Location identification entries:
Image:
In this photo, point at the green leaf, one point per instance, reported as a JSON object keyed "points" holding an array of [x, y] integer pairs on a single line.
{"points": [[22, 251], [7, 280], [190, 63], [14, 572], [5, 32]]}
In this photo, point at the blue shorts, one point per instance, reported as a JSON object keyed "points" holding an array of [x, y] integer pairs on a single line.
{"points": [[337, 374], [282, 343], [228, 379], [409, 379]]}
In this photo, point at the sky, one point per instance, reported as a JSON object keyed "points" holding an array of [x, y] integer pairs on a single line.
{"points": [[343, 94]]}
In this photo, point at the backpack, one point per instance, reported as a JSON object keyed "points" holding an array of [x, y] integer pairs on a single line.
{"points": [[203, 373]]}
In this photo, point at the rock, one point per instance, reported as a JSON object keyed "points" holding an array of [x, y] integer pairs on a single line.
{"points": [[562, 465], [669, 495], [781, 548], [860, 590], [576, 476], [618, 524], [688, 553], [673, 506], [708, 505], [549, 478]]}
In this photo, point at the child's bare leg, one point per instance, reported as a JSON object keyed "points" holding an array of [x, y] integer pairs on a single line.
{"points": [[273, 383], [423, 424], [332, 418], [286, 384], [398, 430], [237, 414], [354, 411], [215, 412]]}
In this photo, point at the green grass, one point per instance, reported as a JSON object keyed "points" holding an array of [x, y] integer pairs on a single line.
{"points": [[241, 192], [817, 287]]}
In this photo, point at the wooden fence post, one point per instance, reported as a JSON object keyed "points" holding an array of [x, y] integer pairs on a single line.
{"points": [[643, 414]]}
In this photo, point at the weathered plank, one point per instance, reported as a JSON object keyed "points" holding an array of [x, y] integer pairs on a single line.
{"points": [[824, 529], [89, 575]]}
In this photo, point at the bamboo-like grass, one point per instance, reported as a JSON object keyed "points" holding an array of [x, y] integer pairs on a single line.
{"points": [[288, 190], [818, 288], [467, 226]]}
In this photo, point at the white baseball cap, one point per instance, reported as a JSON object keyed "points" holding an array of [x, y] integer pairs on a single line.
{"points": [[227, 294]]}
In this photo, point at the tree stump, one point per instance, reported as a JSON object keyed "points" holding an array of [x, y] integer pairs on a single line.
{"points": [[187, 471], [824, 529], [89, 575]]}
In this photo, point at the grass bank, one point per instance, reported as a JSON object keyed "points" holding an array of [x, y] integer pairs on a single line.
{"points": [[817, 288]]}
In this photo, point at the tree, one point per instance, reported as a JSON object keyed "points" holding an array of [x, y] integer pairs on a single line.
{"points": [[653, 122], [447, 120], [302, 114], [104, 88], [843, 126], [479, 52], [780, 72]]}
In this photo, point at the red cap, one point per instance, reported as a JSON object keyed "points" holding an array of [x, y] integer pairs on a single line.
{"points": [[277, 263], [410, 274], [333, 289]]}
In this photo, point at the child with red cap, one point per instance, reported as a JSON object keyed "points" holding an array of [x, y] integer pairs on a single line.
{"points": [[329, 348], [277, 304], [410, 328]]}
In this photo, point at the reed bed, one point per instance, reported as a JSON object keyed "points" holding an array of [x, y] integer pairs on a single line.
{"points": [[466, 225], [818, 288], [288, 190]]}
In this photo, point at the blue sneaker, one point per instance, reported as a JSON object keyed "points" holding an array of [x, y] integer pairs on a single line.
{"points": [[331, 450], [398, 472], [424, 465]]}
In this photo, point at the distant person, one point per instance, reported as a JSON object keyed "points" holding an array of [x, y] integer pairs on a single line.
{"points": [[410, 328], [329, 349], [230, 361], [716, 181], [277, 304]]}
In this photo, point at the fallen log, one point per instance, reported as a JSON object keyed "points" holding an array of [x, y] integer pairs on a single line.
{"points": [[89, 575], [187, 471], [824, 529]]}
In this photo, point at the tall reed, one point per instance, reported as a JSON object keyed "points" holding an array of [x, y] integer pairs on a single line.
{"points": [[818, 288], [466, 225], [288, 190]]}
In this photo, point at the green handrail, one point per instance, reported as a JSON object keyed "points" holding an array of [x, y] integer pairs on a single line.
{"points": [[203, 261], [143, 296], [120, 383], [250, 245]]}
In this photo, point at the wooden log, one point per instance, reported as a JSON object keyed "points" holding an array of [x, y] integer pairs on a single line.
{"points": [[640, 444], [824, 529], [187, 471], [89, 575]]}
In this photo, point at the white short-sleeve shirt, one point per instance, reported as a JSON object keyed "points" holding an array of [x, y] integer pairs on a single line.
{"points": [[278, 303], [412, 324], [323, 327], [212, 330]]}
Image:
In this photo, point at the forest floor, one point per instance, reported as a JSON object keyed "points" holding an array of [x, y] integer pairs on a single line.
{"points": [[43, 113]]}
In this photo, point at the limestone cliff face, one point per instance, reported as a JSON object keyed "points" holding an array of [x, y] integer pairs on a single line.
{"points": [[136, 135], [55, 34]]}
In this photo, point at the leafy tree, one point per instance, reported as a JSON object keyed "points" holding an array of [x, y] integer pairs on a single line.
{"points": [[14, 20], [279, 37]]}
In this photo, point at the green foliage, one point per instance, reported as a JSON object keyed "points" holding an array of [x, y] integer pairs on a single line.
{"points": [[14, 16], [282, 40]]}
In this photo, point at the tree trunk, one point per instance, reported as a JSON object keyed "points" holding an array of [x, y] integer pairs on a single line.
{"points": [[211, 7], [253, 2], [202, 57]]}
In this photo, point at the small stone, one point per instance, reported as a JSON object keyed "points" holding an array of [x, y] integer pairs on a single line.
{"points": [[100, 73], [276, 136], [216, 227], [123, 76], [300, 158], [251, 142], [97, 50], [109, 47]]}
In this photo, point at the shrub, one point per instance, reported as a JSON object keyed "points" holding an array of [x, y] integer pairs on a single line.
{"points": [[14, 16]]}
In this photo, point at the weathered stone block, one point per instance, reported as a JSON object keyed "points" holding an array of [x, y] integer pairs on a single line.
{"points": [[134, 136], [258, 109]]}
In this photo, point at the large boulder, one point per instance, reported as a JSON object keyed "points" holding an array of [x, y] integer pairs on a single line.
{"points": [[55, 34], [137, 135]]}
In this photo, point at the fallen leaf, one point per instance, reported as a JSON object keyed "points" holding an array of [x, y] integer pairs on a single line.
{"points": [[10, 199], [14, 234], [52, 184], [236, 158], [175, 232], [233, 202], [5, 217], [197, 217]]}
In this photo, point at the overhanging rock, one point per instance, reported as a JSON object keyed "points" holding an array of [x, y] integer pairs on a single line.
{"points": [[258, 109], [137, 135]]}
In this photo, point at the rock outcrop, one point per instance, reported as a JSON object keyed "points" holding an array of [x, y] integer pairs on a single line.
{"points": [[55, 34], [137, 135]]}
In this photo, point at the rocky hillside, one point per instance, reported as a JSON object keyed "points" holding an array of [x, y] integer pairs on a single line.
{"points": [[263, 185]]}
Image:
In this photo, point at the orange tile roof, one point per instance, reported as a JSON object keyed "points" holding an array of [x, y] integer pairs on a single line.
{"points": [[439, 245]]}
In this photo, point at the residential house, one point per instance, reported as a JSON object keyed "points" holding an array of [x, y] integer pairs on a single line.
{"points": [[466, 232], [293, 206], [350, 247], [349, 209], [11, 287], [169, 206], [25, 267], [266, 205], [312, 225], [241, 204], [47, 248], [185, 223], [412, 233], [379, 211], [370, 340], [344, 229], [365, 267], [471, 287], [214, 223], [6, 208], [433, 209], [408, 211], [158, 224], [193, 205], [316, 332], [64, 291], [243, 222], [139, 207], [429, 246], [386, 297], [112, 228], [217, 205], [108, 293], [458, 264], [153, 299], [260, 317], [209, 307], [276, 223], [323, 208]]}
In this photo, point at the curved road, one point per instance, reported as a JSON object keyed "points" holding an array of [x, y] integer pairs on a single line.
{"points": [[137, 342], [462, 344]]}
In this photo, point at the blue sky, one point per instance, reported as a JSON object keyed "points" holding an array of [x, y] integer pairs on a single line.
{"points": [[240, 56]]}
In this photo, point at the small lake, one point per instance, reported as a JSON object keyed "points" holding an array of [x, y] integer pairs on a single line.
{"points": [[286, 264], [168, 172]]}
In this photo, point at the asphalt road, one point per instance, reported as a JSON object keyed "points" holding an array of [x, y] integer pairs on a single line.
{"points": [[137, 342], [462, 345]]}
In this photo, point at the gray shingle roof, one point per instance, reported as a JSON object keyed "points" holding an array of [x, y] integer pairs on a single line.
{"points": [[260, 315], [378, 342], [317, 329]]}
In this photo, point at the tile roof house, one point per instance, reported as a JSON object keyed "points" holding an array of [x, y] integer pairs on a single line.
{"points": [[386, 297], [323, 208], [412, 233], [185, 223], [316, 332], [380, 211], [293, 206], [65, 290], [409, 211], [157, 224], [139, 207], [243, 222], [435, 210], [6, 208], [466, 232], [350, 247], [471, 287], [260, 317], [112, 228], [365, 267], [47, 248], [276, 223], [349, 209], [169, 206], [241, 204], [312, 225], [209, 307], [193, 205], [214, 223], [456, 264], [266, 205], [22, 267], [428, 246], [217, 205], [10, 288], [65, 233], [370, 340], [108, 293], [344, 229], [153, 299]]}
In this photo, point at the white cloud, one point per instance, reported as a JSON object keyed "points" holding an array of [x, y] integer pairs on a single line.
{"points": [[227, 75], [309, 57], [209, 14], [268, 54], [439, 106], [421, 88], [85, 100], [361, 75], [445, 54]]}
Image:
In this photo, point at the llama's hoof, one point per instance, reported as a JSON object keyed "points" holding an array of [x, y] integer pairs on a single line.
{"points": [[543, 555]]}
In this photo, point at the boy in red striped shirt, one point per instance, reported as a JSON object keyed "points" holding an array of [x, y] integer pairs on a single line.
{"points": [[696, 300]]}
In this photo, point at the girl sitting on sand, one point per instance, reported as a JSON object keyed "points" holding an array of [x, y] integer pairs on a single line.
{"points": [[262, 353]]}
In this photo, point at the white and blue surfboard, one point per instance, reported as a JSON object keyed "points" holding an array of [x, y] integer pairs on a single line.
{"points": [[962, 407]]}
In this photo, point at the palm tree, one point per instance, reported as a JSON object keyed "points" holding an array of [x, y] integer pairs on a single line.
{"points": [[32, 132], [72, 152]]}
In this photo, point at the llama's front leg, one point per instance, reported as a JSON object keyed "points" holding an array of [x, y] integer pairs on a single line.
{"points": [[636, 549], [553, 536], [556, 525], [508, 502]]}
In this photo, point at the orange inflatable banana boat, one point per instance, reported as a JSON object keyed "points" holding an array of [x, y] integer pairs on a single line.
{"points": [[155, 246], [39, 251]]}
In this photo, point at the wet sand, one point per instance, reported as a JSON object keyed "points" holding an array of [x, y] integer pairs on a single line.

**Short problem:**
Give back exactly the lines running from the line containing "In this photo, point at the boy" through the end of the material above, both included, and nothing beyond them.

**The answer:**
In this photo, point at the boy in red striped shirt, one point per instance, reported as a JSON object keyed "points" holding an array of [x, y] integer pairs on a single line.
{"points": [[696, 300]]}
In this photo, point at the girl sitting on sand, one point per instance, reported as a JSON object keyed "points" holding an array of [x, y] integer pairs on a single line.
{"points": [[262, 353]]}
In this photo, point at the white and blue surfboard, one point per instance, reported as a JSON object keyed "points" holding an array of [x, y] integer pairs on a single line.
{"points": [[962, 407]]}
In this photo, point at the palm tree, one point per instance, reported as a JSON object keyed "points" holding an array of [x, y] integer pairs on a single line.
{"points": [[32, 132], [72, 152]]}
In this photo, point at the llama's front leg, one point per instance, reported as a JSON object keyed "points" holding an array of [x, y] integer pairs on a single line.
{"points": [[636, 549], [553, 536], [556, 525], [508, 502]]}
In this photo, point at the orange inflatable banana boat, one point per instance, reported as a JSON object keyed "points" holding an array of [x, y] integer pairs on a single line.
{"points": [[155, 246], [39, 251]]}
In this photo, point at the wet sand, one point per instance, reported as a JSON object keyed "points" holding an array of [x, y] integer pairs on a single line.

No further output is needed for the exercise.